THE PROBLEM —
Return every one of the records below word for word, leaving out the pictures.

INPUT RECORDS —
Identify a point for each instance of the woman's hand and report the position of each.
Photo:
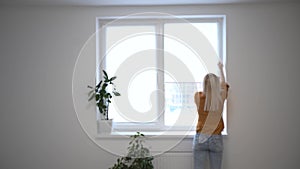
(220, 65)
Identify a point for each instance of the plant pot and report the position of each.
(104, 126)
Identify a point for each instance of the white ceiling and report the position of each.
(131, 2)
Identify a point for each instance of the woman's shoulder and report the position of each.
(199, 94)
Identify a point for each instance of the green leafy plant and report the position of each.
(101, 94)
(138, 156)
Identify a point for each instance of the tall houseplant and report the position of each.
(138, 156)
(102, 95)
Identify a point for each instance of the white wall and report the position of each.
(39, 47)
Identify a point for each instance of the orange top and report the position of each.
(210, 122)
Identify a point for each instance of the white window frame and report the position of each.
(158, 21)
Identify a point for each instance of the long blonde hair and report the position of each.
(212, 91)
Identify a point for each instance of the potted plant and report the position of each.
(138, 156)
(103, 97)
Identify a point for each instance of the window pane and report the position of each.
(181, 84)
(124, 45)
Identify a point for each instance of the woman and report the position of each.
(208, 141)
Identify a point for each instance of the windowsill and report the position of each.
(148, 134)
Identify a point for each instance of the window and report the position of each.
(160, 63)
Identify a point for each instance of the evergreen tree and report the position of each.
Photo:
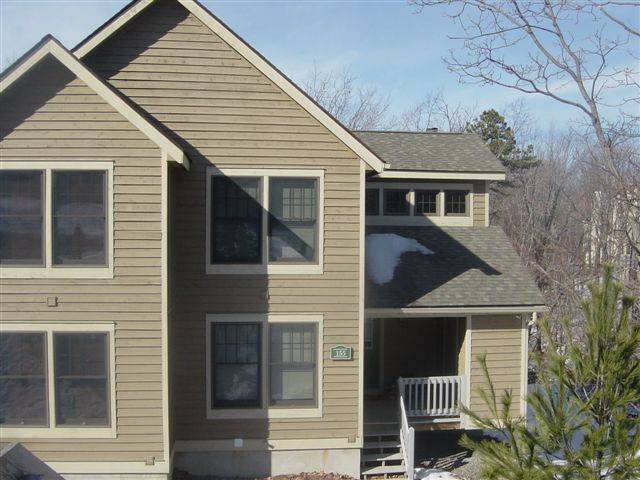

TASK SOLUTION —
Identify a point for each instance of the woman's hand and report the position of each.
Photo:
(220, 65)
Identify a point for each instance of the plant pot and report the position of each.
(104, 126)
Identify a point for each instance of the white ceiling and report the position of each.
(131, 2)
Identify a point for each instance of the woman's shoulder and report the position of each.
(199, 94)
Identify a point for each instance of the green leafy plant and report the position of each.
(101, 94)
(138, 156)
Identify a point for each instance of the tall houseplant and report the position of each.
(138, 156)
(102, 95)
Identify a point for each instance of the white wall and report the position of each.
(39, 47)
Identify a point for each instance of the orange top and report the position of each.
(210, 122)
Identify a point for each instance of the white window frame and report the position of each.
(158, 21)
Identify a point for each instance of the long blonde hair and report the position of each.
(212, 91)
Identify a point for each instance of the potted plant and report the position of each.
(138, 156)
(103, 97)
Identify a point for each instance of the window pane and report the position of each.
(181, 84)
(124, 45)
Identify a point for each instance of the woman and report the position of each.
(208, 141)
Identify a point for each instance of the windowsill and report the position of each.
(148, 134)
Identify a point for each instance of the window and report the position of each.
(160, 63)
Identify a point for each instance of the evergreen tree and report the position of each.
Photo:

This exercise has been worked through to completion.